── EXTRAIT FOURNI
On n’a sans doute pas encore mesuré toutes les conséquences de la vie numérique sur le vivre- ensemble. Dès lors en effet que tout internaute, en plus de bénéficier des largesses de la société du spectacle depuis son canapé, est devenu, pour l’économie des plateformes, un client à choyer, alors le citoyen qui sommeille en lui réclame le même traitement. Comment supporter que l’on soit si bien traité par Amazon quand la société de livraison a perdu votre colis et que l’Urssaf vous fait patienter vingt minutes au téléphone ? Cette comparaison impossible entre la vie numérique, où tout est simple et fluide, et la vie analogique,où l’on ne s’occupe pas de chacun mais de tous, est l’un des grands problèmes que rencontre notre pays, et qui suscite le ressentiment de nos compatriotes, tant à l’égard de leurs responsables politiques qu’à l’égard de ceux qu’ils estiment « mieux servis au guichet » ou qui disposent des bons pistons pour gagner quelques places dans la file d’attente.
────
── DONNÉES ENREGISTRÉES
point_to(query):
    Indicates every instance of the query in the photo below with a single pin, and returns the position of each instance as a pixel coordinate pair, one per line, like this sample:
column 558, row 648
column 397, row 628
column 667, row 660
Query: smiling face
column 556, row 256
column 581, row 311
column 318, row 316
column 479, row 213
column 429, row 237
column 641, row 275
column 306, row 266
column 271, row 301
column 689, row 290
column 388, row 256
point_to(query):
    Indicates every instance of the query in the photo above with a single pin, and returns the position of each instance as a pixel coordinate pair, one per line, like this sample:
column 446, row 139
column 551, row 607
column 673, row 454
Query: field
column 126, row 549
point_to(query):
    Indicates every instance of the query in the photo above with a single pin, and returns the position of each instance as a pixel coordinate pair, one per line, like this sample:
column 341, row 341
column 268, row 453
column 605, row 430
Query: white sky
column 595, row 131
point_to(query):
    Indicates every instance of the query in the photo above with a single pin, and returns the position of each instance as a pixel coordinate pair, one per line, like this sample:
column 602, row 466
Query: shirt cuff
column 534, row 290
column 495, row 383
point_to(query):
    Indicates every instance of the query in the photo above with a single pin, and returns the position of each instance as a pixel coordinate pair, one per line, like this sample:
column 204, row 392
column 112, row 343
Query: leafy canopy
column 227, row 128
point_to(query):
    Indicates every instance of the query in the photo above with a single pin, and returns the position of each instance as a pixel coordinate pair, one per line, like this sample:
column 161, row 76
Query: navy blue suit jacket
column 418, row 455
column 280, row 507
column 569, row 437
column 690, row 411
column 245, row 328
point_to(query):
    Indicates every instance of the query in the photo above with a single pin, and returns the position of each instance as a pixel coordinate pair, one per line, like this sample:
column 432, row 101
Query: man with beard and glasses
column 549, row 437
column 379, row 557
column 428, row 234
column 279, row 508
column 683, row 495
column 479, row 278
────
**TÂCHES ET EXERCICES**
a - Pour chacune des affirmations suivantes, indiquez par oui ou par non si elle s’accorde avec l’extrait sur la vie numérique, en citant textuellement les mots de l’extrait qui tranchent. (i) L’Urssaf fait patienter vingt minutes au téléphone. (ii) Dans la vie analogique, on s’occupe de chacun. (iii) Toutes les conséquences de la vie numérique sur le vivre-ensemble ont déjà été mesurées.
b - Poursuivez, s’il vous plaît, l’extrait sur la vie numérique et le vivre-ensemble à partir de sa dernière phrase.
Le matériel présenté plus haut n’est pas nécessaire.

**RÉPONSES AUX TÂCHES**
a -
(i) Oui : « l’Urssaf vous fait patienter vingt minutes au téléphone ».
(ii) Non : « où l’on ne s’occupe pas de chacun mais de tous ».
(iii) Non : « On n’a sans doute pas encore mesuré toutes les conséquences de la vie numérique sur le vivre- ensemble ».

b -
À l’ère des ego, la France est-elle encore un pays gouvernable ? Comment gouverner un peuple-roi ? (Odile Jacob, 2019), se demandait le philosophe Pierre-Henri Tavoillot. Un art presque impossible ! D’autant que, en plus d’un nombrilisme exacerbé, nous assistons aussi à une multiplicité des revendications identitaires particulières, sources de débats souvent inflammables.
Tous minoritaires !
Guerre des origines, guerre des genres, guerre des identités… À première vue, il s’agirait là de phénomènes typiquement parisiens, qui ne toucheraient qu’une petite élite. En réalité, ils sont bien plus profonds que cela. Venue d’outre-Atlantique, une philosophie, qualifiée parfois de façon impropre de « woke » (éveillée), s’étend. Et rend la conversation de plus en plus compliquée : comment trouver un terrain d’entente lorsque votre interlocuteur place son identité sur le même plan que les idées ou les concepts ?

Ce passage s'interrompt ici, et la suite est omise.